◆ Passage to read ◆
*** Begin section ***

Having conducted metrics-based research and advocacy while at the Bipartisan Policy Center, and observing how data-driven decision making was being used in areas like baseball and politics, Daniel was curious why the legal industry had fallen so far behind. Even though the legal field is often considered to be slow moving, there are currently over 11 million opinions in the U.S. judicial system with more than 350,000 new opinions issued per year. There is also a glut of secondary material that has appeared on the scene in the form of legal news sources, white papers, law blogs and more. Inspired by technology’s ability to harness and utilize vast amounts of information, Daniel founded Ravel Law to accommodate the dramatically growing world of legal information.

*** End section ***

[Extracted data entries]
*** Begin section ***

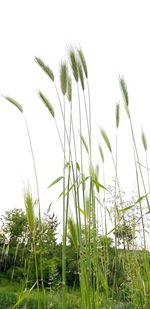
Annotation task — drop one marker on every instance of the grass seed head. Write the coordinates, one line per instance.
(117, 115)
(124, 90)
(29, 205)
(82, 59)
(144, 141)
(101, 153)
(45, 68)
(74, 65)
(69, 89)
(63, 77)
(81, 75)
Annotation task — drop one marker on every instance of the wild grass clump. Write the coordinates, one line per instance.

*** End section ***
*** Begin section ***

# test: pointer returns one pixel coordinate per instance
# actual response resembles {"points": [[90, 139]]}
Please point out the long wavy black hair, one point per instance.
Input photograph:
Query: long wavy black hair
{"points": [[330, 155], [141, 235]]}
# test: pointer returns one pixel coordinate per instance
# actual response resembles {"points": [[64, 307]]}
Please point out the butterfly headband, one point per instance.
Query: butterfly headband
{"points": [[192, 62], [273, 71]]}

*** End section ***
*** Begin section ***

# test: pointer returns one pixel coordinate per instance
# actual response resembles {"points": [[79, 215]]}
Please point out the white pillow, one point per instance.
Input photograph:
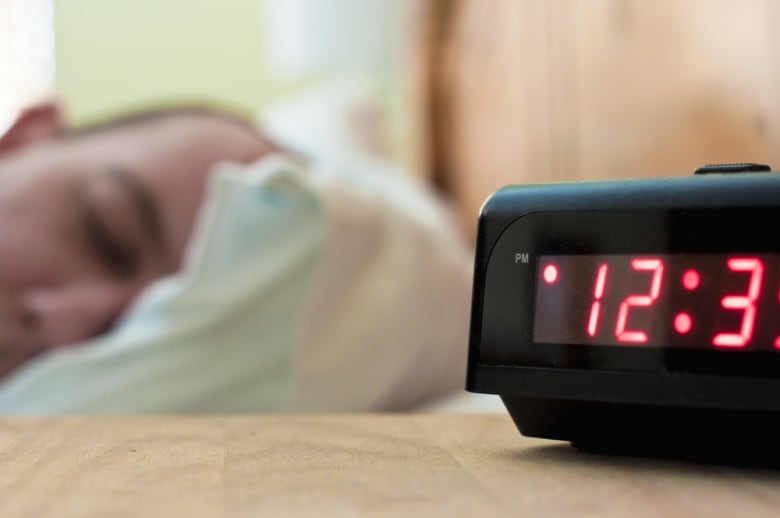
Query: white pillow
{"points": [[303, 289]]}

*** End section ***

◆ Required actions ◆
- A) In the passage on the founding of Ravel Law, how many new opinions does the U.S. judicial system issue each year?
- B) Carry on the passage about the founding of Ravel Law, picking up after its last sentence.

◆ Answers to the exercises ◆
- A) More than 350,000.

- B)
Ravel Law is optimized for all lawyers across the country. Currently, thousands of associates, partners, and in-house counsel are using Ravel. Ravel has as also begun working with 30 of the top law schools around the country, with thousands of law students learning how to use it right alongside legal research staples such as Westlaw and LexisNexis. Professors and students around the country have also independently discovered Ravel and are using and teaching it. When asked why he works with law schools, Daniel said “We work with schools because students are always the latest generation and have the highest expectations about how technology should work for them.” Students have given the Ravel team excellent feedback and have grown into a loyal user base over the past few years. Once these students graduate, they introduce Ravel to their firms. Ravel’s user base has been growing very quickly and they have only released a small portion of what their technology is ultimately capable of.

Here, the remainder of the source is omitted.